— Start Excerpt to read —

From: sashiko-bot@kernel.org
To: "Christoph Hellwig" <hch@lst.de>
Cc: yukuai@fygo.io, linux-raid@vger.kernel.org
Subject: Re: [PATCH 2/2] md/raid1: move the exceed_read_errors condition out of fix_read_error
Date: Mon, 08 Jun 2026 17:40:13 +0000 [thread overview]
Message-ID: <20260608174013.79EB41F00893@smtp.kernel.org> (raw)
In-Reply-To: <20260529054308.2720300-3-hch@lst.de>
Thank you for your contribution! Sashiko AI review found 4 potential issue(s) to consider:
New issues:
- [Low] The initialization of `rdev` at the beginning of `fix_read_error()` is a dead store.
Pre-existing issues:
- [High] Memory leak of `r1_bio` when retrying `REQ_NOWAIT` reads during an array freeze or resync barrier.
- [High] Infinite loop of read retries on a `FailFast` device when it is the last good device.
- [High] Lockless access to `conf->mirrors[d].rdev` in `fix_read_error` without RCU protection or `reconfig_mutex` leads to a Use-After-Free race condition.
--
commit 8f0f2f192596802d5deb747f4831c98556fe83cc
Author: Christoph Hellwig <hch@lst.de>
md/raid1: move the exceed_read_errors condition out of fix_read_error
This commit moves the exceed_read_errors() check from fix_read_error() to
its caller, handle_read_error(). This restricts fix_read_error() to only
fixing up data devices after a read error.
> diff --git a/drivers/md/raid1.c b/drivers/md/raid1.c
> --- a/drivers/md/raid1.c
> +++ b/drivers/md/raid1.c
> @@ -2411,11 +2411,6 @@ static void fix_read_error(struct r1conf *conf, struct r1bio *r1_bio)
> struct mddev *mddev = conf->mddev;
> struct md_rdev *rdev = conf->mirrors[read_disk].rdev;
[Severity: Low]
Is this initialization of rdev a dead store? Since the exceed_read_errors()
check was moved out of fix_read_error(), this initial assignment of rdev
is no longer used before being unconditionally reassigned inside the while
loop.

— End Excerpt to read —
— Start Records —

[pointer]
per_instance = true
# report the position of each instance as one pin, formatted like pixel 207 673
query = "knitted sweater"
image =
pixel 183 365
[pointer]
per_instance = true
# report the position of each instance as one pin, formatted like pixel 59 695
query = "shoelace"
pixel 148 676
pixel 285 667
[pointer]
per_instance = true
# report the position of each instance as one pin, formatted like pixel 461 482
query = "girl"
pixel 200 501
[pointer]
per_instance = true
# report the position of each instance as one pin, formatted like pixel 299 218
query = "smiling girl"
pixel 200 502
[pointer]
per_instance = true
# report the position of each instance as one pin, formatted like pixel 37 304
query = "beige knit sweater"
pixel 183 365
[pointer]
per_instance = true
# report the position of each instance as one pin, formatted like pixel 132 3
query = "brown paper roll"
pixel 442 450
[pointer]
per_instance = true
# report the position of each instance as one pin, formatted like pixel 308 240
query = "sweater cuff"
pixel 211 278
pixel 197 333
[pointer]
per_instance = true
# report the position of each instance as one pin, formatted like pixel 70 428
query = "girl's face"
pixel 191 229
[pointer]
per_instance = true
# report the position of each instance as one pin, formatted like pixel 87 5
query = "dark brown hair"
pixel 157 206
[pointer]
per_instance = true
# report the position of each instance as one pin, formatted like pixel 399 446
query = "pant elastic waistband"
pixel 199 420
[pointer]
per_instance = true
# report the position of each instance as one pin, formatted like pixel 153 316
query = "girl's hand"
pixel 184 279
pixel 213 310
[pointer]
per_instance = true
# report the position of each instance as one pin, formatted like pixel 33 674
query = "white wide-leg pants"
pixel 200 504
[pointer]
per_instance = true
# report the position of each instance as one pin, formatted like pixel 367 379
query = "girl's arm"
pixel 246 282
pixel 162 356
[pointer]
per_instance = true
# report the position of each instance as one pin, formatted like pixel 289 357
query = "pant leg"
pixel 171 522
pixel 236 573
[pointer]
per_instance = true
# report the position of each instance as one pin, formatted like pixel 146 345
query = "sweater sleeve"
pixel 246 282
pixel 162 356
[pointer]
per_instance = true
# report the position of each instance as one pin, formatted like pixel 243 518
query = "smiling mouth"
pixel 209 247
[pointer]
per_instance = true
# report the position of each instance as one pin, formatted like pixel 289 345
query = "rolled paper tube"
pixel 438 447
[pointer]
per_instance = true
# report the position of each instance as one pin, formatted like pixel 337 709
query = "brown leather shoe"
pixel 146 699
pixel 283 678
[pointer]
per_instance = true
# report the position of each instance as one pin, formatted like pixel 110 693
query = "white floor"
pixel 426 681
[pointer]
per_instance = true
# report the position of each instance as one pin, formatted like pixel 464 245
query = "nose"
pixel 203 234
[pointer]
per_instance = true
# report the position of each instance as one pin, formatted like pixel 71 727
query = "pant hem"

— End Records —

What is being asked »
In the review, why is the initialization of `rdev` at the beginning of `fix_read_error()` flagged as a possible dead store? Answer in one to three sentences. The data shown here has no connection to the review.

Finished exercise »
The exceed_read_errors() check was moved out of fix_read_error(). As a result, the initial assignment of rdev is no longer used before rdev is unconditionally reassigned inside the while loop.